◆ Excerpt to read ◆
________________________________________

So I’m going to hell. I mean, if there is hell. If there is a hell, then hell bound I seem to be.

“Why Elon? You seem so good and nice and good?!!!”

Well I’m not. I admit it. I’ll even give you an example of my latest not…er…goodness.

Last week I get a call from my mother. Wait. Let me rephrase that. Last week, I stop by ‘The Islands’ and the cook tells me that my mother called. She says I should call her back at ‘This Number’.

I immediately find it strange. I know my mothers number. Why is she asking me to call her at a different number, and why is it she’s calling The Islands and not me. It clicks fairly quickly in my head that my mother must be in the hospital.

“Elon, don’t you think thats an odd assumption?”

No. My mother has been in the hospital enought that I’m pretty quick with the summation. Calls somewhere odd? Leaves cryptic message? Odd phone number. Hospital.

The problem was this. Upon realizing the situation I got a pit in my stomach. As I was dialing the number I was litteraly starting to cramp. Yes, my mother being in the hospital is a bad thing. But its not abnormal. And I’m fairly sure at some point in this stay Its going to be pointed out that I’m a bad son or some sort of critique is about to occur. It always happens. Theres never a time that I just go over and its all good. Especially when she’s in the hospital.

I call 3 times in 15 minutes. The phone number that was left for me is busy. I’m relieved in a sense. But my stomach still is uneasy.

I go back to Fahnon’s house(For that was where I was before my Islands endeavor) and I get a text message from ‘The Girl’ My mother called her, and she wasn’t even in town. I’m like fine. Whatever. I’ll call again. Really. I’ll flippin call.

I call 2 more times, no answer. The next time boom. I speak to my mother. She starts to ask me about my Interview 2 days before. I find this ridiculous. She’s IN THE HOSPITAL. Why is she asking me about my interview.

________________________________________

◆ Required tasks ◆
(1) The account of the mother's hospital call gives a short summation of signs that tell the narrator the mother is in the hospital. List each of those signs.
(2) Write a continuation of the account of the mother's hospital call, beginning after its final sentence.

________________________________________

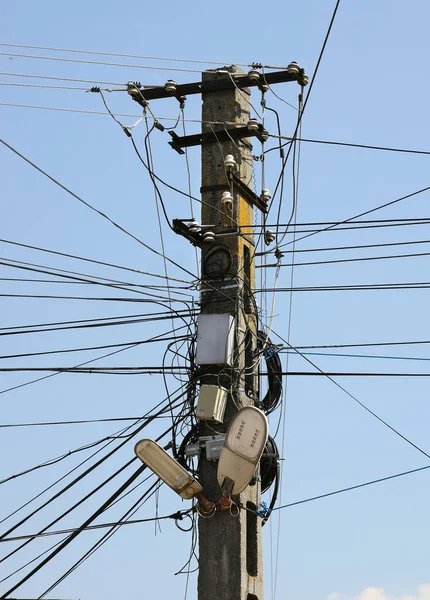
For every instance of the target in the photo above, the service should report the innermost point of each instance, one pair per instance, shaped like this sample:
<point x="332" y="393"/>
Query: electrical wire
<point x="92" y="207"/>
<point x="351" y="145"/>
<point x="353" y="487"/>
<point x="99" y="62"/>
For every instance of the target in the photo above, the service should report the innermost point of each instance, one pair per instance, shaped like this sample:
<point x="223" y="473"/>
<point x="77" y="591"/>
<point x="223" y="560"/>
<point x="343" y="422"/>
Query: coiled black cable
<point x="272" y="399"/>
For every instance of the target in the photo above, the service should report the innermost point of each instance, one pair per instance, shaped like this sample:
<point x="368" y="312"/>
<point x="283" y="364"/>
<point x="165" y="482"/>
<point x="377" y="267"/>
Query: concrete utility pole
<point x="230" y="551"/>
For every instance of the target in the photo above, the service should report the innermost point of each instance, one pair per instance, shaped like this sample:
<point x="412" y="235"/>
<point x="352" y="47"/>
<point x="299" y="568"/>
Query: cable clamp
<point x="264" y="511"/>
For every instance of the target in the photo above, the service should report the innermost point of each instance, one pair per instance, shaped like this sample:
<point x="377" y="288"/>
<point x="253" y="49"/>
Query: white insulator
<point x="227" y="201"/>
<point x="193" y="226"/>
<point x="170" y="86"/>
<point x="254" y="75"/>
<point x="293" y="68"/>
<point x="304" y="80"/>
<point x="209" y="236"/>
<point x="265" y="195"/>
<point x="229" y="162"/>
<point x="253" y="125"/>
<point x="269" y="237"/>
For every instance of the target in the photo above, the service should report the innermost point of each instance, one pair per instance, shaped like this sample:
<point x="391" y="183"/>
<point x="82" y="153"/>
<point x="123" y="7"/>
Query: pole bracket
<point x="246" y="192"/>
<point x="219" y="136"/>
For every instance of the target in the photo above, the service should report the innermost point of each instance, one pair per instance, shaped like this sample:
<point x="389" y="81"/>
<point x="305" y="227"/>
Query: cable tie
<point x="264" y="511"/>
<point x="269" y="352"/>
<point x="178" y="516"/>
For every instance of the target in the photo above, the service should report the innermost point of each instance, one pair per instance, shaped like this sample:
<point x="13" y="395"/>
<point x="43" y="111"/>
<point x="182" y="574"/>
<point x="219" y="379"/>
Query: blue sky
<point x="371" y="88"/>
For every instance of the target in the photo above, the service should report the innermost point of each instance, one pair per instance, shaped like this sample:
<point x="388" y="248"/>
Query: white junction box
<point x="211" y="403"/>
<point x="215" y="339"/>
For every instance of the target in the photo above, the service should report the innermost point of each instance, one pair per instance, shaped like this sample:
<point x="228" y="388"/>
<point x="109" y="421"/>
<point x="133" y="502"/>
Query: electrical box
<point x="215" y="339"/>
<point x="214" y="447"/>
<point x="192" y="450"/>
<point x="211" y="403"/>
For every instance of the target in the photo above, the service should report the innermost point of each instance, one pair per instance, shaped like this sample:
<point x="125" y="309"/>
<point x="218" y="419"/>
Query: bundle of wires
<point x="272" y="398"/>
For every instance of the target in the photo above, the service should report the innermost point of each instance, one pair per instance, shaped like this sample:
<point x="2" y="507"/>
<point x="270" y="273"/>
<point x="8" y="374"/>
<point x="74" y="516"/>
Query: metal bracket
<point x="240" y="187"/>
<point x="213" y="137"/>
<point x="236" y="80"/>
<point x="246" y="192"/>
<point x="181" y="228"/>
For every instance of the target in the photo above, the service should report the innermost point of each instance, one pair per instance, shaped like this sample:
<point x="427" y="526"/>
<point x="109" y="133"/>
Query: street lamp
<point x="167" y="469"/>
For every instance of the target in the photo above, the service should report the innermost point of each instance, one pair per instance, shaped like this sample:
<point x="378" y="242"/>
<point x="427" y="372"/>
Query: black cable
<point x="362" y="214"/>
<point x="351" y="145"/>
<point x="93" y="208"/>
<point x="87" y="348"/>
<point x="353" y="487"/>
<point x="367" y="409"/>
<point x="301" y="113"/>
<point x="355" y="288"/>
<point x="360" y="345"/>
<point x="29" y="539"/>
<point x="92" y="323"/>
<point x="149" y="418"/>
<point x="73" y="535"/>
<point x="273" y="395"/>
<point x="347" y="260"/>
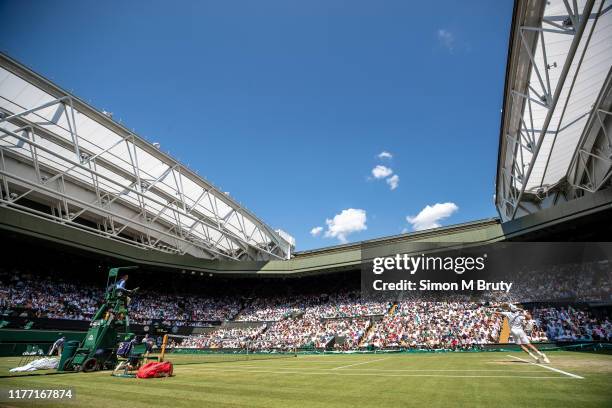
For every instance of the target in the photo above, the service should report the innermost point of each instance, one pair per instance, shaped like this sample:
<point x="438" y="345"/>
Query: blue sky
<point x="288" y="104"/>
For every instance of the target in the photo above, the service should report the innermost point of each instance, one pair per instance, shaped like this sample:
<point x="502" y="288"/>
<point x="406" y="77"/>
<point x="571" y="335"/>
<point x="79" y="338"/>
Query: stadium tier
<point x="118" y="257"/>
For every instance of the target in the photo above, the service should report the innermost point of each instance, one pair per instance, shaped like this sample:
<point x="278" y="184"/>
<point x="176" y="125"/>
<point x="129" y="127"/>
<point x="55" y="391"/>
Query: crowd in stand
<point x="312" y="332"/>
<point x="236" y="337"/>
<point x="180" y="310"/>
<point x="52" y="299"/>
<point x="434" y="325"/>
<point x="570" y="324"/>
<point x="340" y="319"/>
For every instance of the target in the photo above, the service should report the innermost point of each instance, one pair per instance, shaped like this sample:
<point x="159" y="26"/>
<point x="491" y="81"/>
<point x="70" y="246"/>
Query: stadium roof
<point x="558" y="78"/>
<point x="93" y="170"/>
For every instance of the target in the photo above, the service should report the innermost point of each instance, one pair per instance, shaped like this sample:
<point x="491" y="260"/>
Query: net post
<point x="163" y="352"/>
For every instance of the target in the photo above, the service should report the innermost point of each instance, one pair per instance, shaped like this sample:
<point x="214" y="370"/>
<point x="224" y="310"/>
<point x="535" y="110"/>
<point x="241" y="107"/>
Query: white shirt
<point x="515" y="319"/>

________________________________________

◆ Responses to the exercise ◆
(1)
- Calls somewhere odd
- Leaves cryptic message
- Odd phone number

(2)
Actually I say just that. I ask her whats wrong.

“Well I was just feeling peachy so I decided to come to the hospital.”

Why. Not. Just. Say. What.The.Fuck.Is. Wrong?.

She then has me call her back. And I do, like twice. And I dont get her. And all of a sudden, boom. It happened. This blockage. I didn’t want to try anymore. I just wanted to be left alone. I literally felt scared about it. I just did not want to call again. Nothing good could come of it.

So now its a week. Later.

I haven’t called back yet.

I’m fairly sure she’s out of the hospital. Because my mother had a heartattack before they are more prone to keep her in there for any chest pains she might have. But its never long stays. The point is, I still havent called her back. I keep having moments when I remember I havent called her back and I like freeze in place. I’m like ‘Fuck, what am I going to do?’ But now I can’t call her. There will be just fire and brimestone on that phoneline.

So now I stand here, thinking ‘Man, if I have children, are they gonna know their grandmother?’ I don’t know! I can’t call her back. I. Just. Argh.

I’m going to hell. If there’s a hell. Definitely packing my shit and heading on in. What up Stalin.